STATED PROBLEM A
Answer these questions about the book review:
(i) Which publisher issued the book, and in what year?
(ii) What two topics does the reviewer single out for comment?
(iii) At what point in the week does De Becker think terminations should be done?

PAGE
%%
HPPUB BOOK REVIEW of De Becker’s The Gift of Fear

 

Author (or Editor): De Becker, Gavin

Title: The Gift of Fear, and Other Survival Signals that Protect Us from Violence

Fiction? N

Publisher:  Dell

Date: 1997

ISBN:  ISBN 0440226198

Series Name:

Physical description: Paper

Relevance to HPPUB  narcissism

Review:

Book Review: The Gift of Fear, and Other Survival Signals that Protect Us from Violence;  by Gavin De Becker; New York: Dell, 1997 (paper).

            This book purports to discuss everything an ordinary person needs to know to protect himself or herself from violent crime, and for that it is valuable. But two particular topics I want to comment on. These topics are (1) how to fire someone from a job for cause and (2) stalking.

            The author, in fact, underplays the fact that some people just don't make it in a civilized world. They lash out because they don't have what it takes to meet others' needs in any meaningful way (however distant) at all.

            One key principle: when you say "No!" to someone, say it once, and mean it, and don't recant.

The discussion on terminating an employee, for example, emphasizes that the termination debriefing should be brief and straightforward. In a few minutes, the disoriented employee should be told that termination decision is final, and exactly what will be done about severance and references; beyond that, no promises should even be hinted at. Security precautions should be taken. De Becker disagrees with other human resources experts in that he thinks terminations should be done late in the week. But you probably should wait until the time of the interview to shut off the person's computer access.
%%
STATED PROBLEM B
Revise the entries from the line containing "Target: coastal vegetation" through the end of the entries, changing "eroded" to "crumbling" and leaving everything else unchanged. Give back only that part.

WORKING DATA
%%
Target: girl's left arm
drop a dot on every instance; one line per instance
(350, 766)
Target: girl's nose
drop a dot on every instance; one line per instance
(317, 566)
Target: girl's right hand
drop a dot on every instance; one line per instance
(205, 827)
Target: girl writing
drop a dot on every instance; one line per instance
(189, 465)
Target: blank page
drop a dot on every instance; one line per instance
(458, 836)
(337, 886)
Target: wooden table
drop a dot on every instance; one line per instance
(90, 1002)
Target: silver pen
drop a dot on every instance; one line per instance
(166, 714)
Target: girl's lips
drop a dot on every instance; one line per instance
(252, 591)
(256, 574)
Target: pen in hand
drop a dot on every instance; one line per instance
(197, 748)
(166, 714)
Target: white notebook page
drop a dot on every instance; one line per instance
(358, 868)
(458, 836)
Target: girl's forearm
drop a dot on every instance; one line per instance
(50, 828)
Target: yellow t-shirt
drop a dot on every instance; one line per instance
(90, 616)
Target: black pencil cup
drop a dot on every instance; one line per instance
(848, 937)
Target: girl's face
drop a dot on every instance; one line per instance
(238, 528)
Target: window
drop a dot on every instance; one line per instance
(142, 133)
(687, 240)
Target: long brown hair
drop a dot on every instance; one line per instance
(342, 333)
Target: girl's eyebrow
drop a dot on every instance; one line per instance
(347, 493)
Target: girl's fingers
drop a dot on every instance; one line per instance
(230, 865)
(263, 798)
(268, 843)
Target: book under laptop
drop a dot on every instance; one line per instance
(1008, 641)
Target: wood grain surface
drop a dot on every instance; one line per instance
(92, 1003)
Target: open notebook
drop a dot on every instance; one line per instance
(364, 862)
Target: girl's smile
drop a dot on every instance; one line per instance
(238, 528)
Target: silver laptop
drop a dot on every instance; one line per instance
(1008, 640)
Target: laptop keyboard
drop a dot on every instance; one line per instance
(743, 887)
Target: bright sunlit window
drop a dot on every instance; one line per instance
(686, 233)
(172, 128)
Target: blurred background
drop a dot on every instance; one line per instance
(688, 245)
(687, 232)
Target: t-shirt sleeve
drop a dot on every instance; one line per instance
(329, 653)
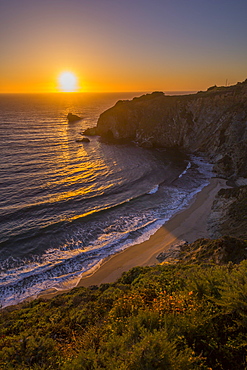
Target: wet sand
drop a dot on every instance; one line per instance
(188, 225)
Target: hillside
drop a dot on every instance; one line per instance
(171, 316)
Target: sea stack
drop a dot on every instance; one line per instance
(73, 117)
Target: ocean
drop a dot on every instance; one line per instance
(65, 205)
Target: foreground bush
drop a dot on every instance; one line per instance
(164, 317)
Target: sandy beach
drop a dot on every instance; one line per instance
(188, 225)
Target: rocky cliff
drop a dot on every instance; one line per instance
(213, 122)
(229, 213)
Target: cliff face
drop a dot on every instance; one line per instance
(212, 122)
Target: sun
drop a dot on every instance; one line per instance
(67, 82)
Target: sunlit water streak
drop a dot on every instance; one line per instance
(64, 206)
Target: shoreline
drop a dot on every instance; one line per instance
(189, 225)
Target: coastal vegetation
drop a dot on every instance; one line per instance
(181, 315)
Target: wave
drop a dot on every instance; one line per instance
(154, 190)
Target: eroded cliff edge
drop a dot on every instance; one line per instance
(213, 123)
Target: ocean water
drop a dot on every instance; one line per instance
(64, 205)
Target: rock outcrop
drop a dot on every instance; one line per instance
(229, 213)
(73, 117)
(212, 122)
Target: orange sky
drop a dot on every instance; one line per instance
%%
EXERCISE RESPONSE A
(i) Dell, 1997
(ii) How to fire someone from a job for cause, and stalking
(iii) Late in the week

EXERCISE RESPONSE B
Target: coastal vegetation
drop a dot on every instance; one line per instance
(181, 315)
Target: wave
drop a dot on every instance; one line per instance
(154, 190)
Target: crumbling cliff edge
drop a dot on every instance; one line per instance
(213, 123)
Target: ocean water
drop a dot on every instance; one line per instance
(64, 205)
Target: rock outcrop
drop a dot on every instance; one line per instance
(229, 213)
(73, 117)
(212, 122)
Target: orange sky
drop a dot on every instance; one line per instance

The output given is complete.